(Referring expression data)
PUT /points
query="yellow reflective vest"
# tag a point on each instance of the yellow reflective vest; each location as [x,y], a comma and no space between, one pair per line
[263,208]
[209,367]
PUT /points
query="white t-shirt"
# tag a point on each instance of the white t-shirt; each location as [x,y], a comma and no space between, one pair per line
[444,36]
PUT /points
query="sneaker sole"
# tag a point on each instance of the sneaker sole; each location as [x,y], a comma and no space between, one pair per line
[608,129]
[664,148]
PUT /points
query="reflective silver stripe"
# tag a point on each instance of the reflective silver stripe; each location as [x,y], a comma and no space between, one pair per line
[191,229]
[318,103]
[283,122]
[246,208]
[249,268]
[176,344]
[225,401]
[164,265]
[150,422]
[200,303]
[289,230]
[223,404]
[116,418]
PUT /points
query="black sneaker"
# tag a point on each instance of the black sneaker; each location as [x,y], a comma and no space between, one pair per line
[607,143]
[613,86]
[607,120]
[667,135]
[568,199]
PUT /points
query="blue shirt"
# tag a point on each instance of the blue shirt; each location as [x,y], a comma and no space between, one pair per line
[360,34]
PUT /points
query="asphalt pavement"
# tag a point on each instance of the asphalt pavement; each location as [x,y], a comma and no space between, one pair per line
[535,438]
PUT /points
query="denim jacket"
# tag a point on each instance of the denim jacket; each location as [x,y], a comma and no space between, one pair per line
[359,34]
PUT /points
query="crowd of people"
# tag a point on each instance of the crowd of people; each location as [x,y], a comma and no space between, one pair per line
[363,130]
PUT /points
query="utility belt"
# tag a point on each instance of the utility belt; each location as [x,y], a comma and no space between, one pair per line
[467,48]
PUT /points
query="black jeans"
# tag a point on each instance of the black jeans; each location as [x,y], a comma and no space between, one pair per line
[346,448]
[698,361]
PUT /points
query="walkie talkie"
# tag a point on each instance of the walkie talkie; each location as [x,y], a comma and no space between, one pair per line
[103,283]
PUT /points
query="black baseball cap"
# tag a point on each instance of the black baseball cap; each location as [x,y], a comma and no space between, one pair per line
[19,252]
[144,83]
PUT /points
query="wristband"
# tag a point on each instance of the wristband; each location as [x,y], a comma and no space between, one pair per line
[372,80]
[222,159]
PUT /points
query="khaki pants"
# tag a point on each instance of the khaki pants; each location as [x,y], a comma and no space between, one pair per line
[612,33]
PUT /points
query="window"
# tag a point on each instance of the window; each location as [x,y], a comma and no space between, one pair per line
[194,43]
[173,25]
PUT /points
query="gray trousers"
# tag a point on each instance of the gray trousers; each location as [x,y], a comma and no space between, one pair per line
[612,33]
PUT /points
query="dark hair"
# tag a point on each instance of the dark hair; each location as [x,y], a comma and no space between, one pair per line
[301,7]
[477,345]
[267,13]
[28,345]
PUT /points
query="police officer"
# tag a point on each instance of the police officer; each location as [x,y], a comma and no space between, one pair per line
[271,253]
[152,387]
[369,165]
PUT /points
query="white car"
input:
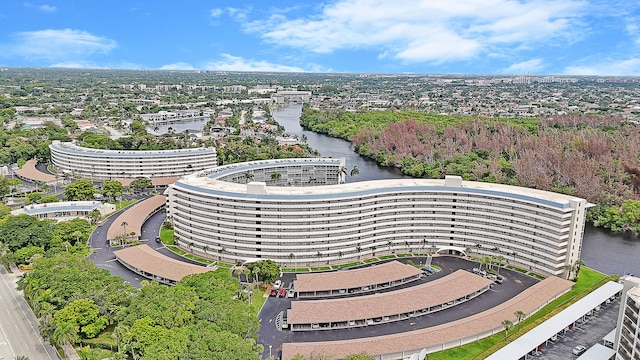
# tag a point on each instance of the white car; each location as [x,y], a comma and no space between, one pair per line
[579,350]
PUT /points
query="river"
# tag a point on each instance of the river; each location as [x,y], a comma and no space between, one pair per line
[602,250]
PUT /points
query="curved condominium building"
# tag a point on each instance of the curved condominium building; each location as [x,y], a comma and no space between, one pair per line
[298,213]
[118,164]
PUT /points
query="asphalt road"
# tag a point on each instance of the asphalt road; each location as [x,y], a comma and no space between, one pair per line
[587,333]
[513,284]
[103,255]
[19,334]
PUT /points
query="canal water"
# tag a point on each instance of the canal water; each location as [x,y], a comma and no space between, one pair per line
[602,250]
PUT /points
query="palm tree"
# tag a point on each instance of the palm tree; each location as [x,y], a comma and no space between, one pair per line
[66,333]
[342,172]
[124,225]
[500,259]
[291,257]
[354,171]
[520,316]
[507,325]
[119,332]
[275,176]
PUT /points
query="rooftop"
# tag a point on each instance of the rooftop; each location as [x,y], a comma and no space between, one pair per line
[143,257]
[377,274]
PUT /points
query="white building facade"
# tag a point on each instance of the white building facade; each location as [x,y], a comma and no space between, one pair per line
[101,164]
[242,214]
[628,329]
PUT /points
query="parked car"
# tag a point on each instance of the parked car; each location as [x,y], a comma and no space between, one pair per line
[579,350]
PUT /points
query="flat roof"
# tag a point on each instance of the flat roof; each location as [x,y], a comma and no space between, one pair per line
[372,275]
[61,206]
[437,292]
[529,300]
[199,182]
[135,216]
[71,148]
[29,171]
[611,336]
[538,335]
[597,352]
[160,181]
[144,258]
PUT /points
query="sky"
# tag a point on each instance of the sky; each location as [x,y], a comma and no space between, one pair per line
[511,37]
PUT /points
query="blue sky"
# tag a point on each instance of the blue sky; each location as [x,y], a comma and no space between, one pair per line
[577,37]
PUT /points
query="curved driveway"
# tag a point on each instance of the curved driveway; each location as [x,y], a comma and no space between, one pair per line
[103,255]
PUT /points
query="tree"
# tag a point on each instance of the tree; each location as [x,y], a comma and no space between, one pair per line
[124,225]
[355,171]
[66,333]
[81,189]
[507,324]
[520,315]
[267,270]
[275,176]
[111,189]
[83,313]
[342,172]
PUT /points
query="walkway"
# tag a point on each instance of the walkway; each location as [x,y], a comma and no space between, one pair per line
[29,172]
[439,337]
[134,217]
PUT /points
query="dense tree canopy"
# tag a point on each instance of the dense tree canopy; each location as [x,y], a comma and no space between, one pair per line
[593,157]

**Exercise directions:** Retype the records above exactly, leaving every picture out of your copy.

**Result of this exercise:**
PUT /points
query="yellow reflective vest"
# tag a point on each instance of the yellow reflective vest; each location as [x,y], a comma and no space between, one pair per line
[263,208]
[209,367]
PUT /points
query="white t-shirt"
# tag a point on each instance of the white t-shirt; each location as [x,y], a comma and no space between, one pair per line
[444,36]
PUT /points
query="sneaker sole"
# tag a point on each instance of the sneaker sole; each location as [x,y], a comma and no space between, one pair per line
[608,129]
[664,148]
PUT /points
query="reflective silver stripe"
# tag a point on each instance of the reflective silver stripe; each location as [x,y], a comma and no space between, one pair per line
[191,229]
[318,103]
[283,122]
[246,208]
[249,268]
[176,344]
[225,401]
[164,265]
[150,422]
[200,303]
[289,230]
[223,404]
[116,418]
PUT /points
query="black sneaker"
# tag a point on each instance of the black sneaker; each location as [x,y], a comma and no space between, one pair per line
[607,143]
[613,86]
[607,120]
[667,135]
[568,199]
PUT /points
query="blue shirt"
# tag a point on each instance of the blue shirt; each location as [x,y], a comma and no space between, one pair per line
[360,34]
PUT /points
query="asphalt pavement"
# tag a point on each instance of the asphalt pavement; each location as [x,y], a comma and no space between, one pair per line
[535,438]
PUT /points
query="denim jacket"
# tag a point on each instance of the denim jacket; each location as [x,y], a comma and no space between, one pair per line
[359,34]
PUT /points
query="crowd of people"
# tag a point on each instance of the crowd of people; each location as [x,y], a comma and no space between, one pair per line
[363,130]
PUT /points
query="utility belt"
# tag a point on each instance of the utility belt; each location as [x,y], a comma and no space between, one pair per line
[467,48]
PUT /points
query="black jeans"
# tag a point on each instance of the black jeans; each location as [x,y], a comma and no space between, one pair per line
[346,448]
[698,361]
PUT /points
query="walkie talkie"
# tag a point on each instance of the walkie talkie; each location as [x,y], a comma and no space between, one pair per line
[103,283]
PUT /points
query="black baseball cap"
# tag a point on each instance of the black baseball cap; each location as [x,y], a comma and no space between, one pair per line
[19,252]
[144,83]
PUT /points
query="wristband"
# tag a point on each instance of the wristband; each location as [x,y], a comma and no space between, one pair per line
[372,80]
[222,159]
PUT /points
query="khaki pants"
# tag a point on each instance of the khaki pants; each location as [x,y], a comma and no space between, one pair per line
[612,33]
PUT /points
query="window"
# tag a point on each instance of the window; each location as [x,y], a comma and no space between, one pair per line
[194,43]
[173,25]
PUT /points
query="gray trousers"
# tag a point on each instance of the gray trousers; each location as [x,y], a comma and no space between, one pair per line
[612,33]
PUT /points
query="dark hair"
# tag a point on each instance of the dark hair; each location as [x,y], a comma and no space between, one pair per line
[301,7]
[477,345]
[267,13]
[28,345]
PUT /points
query="police officer"
# tag a point on each instance of the police officer; each location as [x,y], a comma and no space between, one pair per line
[271,253]
[152,387]
[369,165]
PUT /points
query="white car"
input:
# tag a point on each instance of the white car; each location as [x,y], a comma and no space between, one pair per line
[579,350]
PUT /points
query="river"
# tag a point on each instance of the river; each location as [x,y], a comma and no space between, one pair per line
[602,250]
PUT /points
query="curved condominium building"
# tag a point on each instance of the curved condominium building; each location as [x,y], a comma and no space between, one pair per line
[298,213]
[118,164]
PUT /points
query="asphalt road"
# tag a point on each instance of the asphalt road; each location as [x,y], a comma and no space between, one pair per line
[587,333]
[513,284]
[103,255]
[19,334]
PUT /points
query="canal water"
# tag a point on each instance of the canal water; each location as [x,y], a comma and no space between, one pair per line
[602,250]
PUT /points
query="palm tree"
# tag a point on each instance of the palm tree; each location as [x,y], a comma and no space between, one pair per line
[66,333]
[342,172]
[124,225]
[500,259]
[291,257]
[354,171]
[520,316]
[507,325]
[119,332]
[275,176]
PUT /points
query="rooftop"
# tag a point on each instance of the rooftop; each location as [x,y], a comma and no space between, one pair per line
[143,257]
[377,274]
PUT /points
query="white building facade"
# tag a point on each instance of the white building facade; each location as [x,y], a comma and no space between, one pair per line
[101,164]
[242,214]
[628,329]
PUT /points
query="parked car"
# tag a point on each instance of the parked car; each location as [x,y], a comma and no space between, one pair per line
[579,350]
PUT /points
query="flat roof"
# tag a point on each instance of the flat roof; each location as [x,y], a comma and no space between, one pair per line
[372,275]
[61,206]
[437,292]
[529,300]
[199,182]
[135,216]
[71,148]
[29,171]
[611,336]
[538,335]
[597,352]
[160,181]
[144,258]
PUT /points
query="sky"
# tag a point on each instance of the sky; each location as [x,y], a comma and no space between, one pair per line
[511,37]
PUT /points
query="blue sky"
# tag a point on each instance of the blue sky; each location as [x,y], a comma and no space between, one pair per line
[577,37]
PUT /points
query="curved driveway"
# tag a point on each instance of the curved driveway; each location as [x,y], a comma and no space between, one pair per line
[103,255]
PUT /points
query="tree"
# tag a point on each instance of the tree; each location as [x,y], a comma and no space between, one pair per line
[124,225]
[355,171]
[66,333]
[81,189]
[507,324]
[520,315]
[267,270]
[275,176]
[111,189]
[83,313]
[342,172]
PUT /points
query="walkway"
# tag a point on each instance of the walkway; each location as [x,y], a comma and no space between, one pair per line
[29,172]
[439,337]
[134,217]
PUT /points
query="dense tree canopy"
# tag a point on each instance of the dense tree canopy; each location as [x,y], a comma and no space between, one pair per line
[593,157]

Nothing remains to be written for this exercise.